> _Aim of the exercise_: Copy the records below, switching every "photo above" to "image above" and leaving everything else unchanged. Leave the pictures out of your answer.
● ● ●
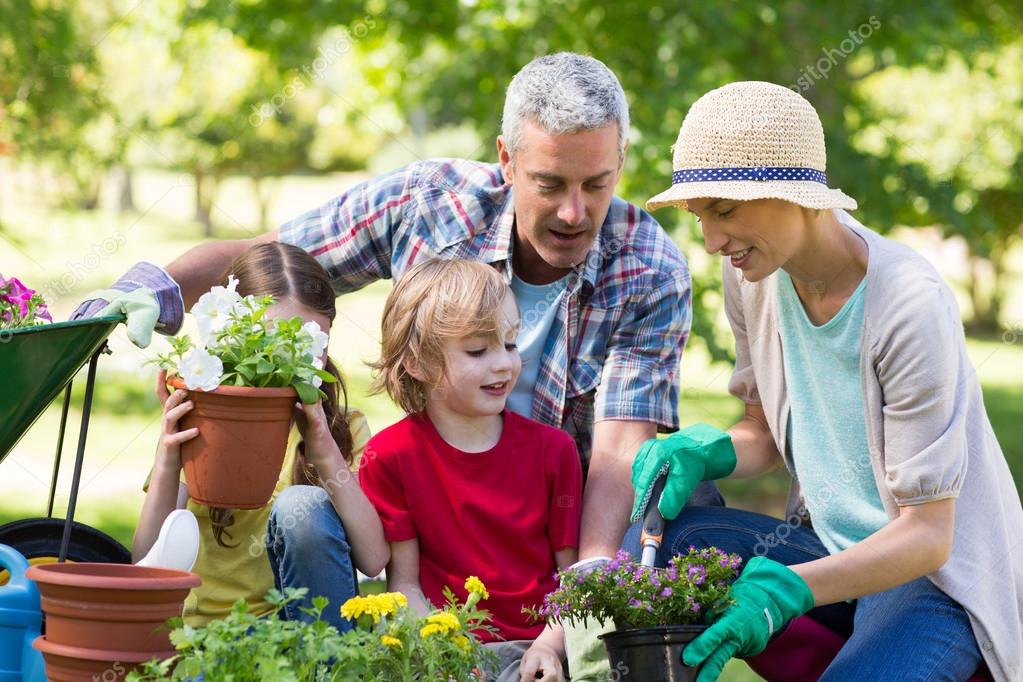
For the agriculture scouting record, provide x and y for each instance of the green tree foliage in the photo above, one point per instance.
(454, 60)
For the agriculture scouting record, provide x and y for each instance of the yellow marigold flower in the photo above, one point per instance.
(358, 606)
(388, 603)
(432, 629)
(447, 622)
(475, 586)
(354, 607)
(393, 642)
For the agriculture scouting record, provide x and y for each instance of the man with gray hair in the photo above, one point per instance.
(604, 292)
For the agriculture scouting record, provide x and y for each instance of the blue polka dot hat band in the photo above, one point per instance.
(759, 174)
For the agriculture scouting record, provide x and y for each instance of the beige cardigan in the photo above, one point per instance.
(927, 428)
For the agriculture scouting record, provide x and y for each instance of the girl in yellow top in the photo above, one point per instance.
(327, 438)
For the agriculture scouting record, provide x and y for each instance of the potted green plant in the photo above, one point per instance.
(390, 642)
(243, 376)
(103, 619)
(656, 611)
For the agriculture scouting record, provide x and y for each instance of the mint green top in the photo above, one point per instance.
(928, 434)
(827, 425)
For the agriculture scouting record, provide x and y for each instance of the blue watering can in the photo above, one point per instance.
(20, 620)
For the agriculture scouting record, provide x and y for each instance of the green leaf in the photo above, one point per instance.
(307, 393)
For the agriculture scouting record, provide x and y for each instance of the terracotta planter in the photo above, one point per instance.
(74, 664)
(235, 460)
(651, 654)
(104, 606)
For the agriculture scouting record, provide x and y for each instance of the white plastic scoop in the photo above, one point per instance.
(177, 544)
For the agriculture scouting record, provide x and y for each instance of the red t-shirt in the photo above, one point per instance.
(498, 514)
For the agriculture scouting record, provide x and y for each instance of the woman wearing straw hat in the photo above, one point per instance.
(851, 361)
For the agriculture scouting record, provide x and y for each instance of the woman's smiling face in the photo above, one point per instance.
(758, 236)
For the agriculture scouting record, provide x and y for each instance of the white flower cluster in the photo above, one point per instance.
(202, 368)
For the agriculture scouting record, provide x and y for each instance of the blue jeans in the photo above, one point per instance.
(910, 632)
(307, 547)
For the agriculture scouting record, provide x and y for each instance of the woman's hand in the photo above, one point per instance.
(169, 450)
(540, 663)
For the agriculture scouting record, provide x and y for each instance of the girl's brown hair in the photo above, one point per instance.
(284, 271)
(436, 301)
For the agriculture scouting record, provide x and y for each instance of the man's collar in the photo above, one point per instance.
(500, 240)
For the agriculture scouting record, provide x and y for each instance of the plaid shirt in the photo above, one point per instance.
(619, 331)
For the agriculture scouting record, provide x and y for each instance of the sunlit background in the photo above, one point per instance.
(133, 130)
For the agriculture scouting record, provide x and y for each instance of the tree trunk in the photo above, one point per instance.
(126, 197)
(986, 297)
(263, 189)
(203, 202)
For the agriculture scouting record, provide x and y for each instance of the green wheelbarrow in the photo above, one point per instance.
(36, 365)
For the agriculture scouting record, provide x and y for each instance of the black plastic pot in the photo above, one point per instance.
(651, 654)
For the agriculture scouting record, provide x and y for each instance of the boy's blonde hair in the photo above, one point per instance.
(433, 303)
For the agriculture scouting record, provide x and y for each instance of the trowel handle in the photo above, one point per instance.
(653, 524)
● ● ●
> _Right answer_:
For the agriculture scouting record, provide x and y for each instance of the green tree foliage in the image above, one point per instance.
(454, 60)
For the agriculture scouting record, provide x and y for each instance of the yellow marigold flower in the image above, one point per instance.
(358, 606)
(388, 603)
(432, 629)
(447, 622)
(475, 586)
(354, 607)
(393, 642)
For the agriculture scouting record, provide x and y for each instance of the man with gray hair in the image above, one point per instance.
(604, 292)
For the agriculture scouting record, provide x and y for each instance of the blue polka dot hat band in the image above, one point per instance.
(759, 174)
For the agriculture scouting record, provide x and y for each instance of the beige cardigan in the image above, one point per instance.
(927, 428)
For the agriculture scouting record, provide x and y for each instance of the girl in yellow top in the image above, one point per instance.
(327, 438)
For the agriculture scouting record, provide x and y for each instance of the potted green plant in the image above, one point per instance.
(390, 642)
(243, 376)
(103, 619)
(656, 611)
For the agriculture scouting record, provide x and y for each instance of the mint green top in the image above, one point per instance.
(928, 434)
(827, 425)
For the agriculture scouting record, provide x and y for each instance of the blue watering can in the image above, one point per instance.
(20, 620)
For the agriculture scouting record, provide x and y for each instance of the green leaf in the image above, one point per instance.
(307, 393)
For the agriculture scouting record, provide x and y for each instance of the terracotta planter in the image above, one point per instance.
(74, 664)
(235, 460)
(651, 654)
(104, 606)
For the agriculture scouting record, provide x and y for each instance of the white plastic scoop in the image above, one point per instance.
(177, 544)
For the agriculture scouting record, provide x and y for each instance of the red t-shirt in the image above, one point per instance.
(498, 514)
For the agriculture scouting record, provide x and y for each instance of the woman wearing straw hat in the image above, one point per instance.
(851, 361)
For the agriculture scouting record, provide x and y for each instance of the woman's smiling face in the image above, one point per instance.
(758, 236)
For the agriculture scouting record, provide x and y for each instance of the white flower cluster in the image above, one point per instance.
(202, 368)
For the agriculture scouting record, provide x and y for each instance of the blue jeans in the image above, one point per instance.
(910, 632)
(307, 547)
For the agriculture scouting record, provide x and y for each instance of the woman's hand in the image above, one point per instance.
(169, 450)
(540, 663)
For the agriculture scouting record, provide x and y for each instance of the girl's brown hair in the image above, one point per instance.
(284, 271)
(436, 301)
For the agriculture scouting record, provide x and y for each instance of the man's collar in the image above, one point per instance.
(500, 240)
For the agriculture scouting record, provide x and y for each instance of the plaid shirt in the image above, one point per instance.
(619, 331)
For the agriculture scouting record, provide x and y for each instance of the sunlit background in the image above, one point per instance.
(133, 130)
For the agriculture scouting record, provide x and y for each instance of the tree trunk in the image above, one point per instance.
(126, 197)
(986, 297)
(263, 189)
(203, 202)
For the agriculture scouting record, provide x and y for each instance of the green wheelbarrow in the image above, one point per instance.
(36, 365)
For the agriculture scouting record, provide x and y for each instance of the black plastic pot in the image above, one point per instance.
(651, 654)
For the agriculture scouting record, provide x and y for each instance of the boy's blonde hair in the image above, one point per instance.
(433, 303)
For the agriculture scouting record, provide x and y for each instance of the trowel handle in the image above, one point per instance.
(653, 524)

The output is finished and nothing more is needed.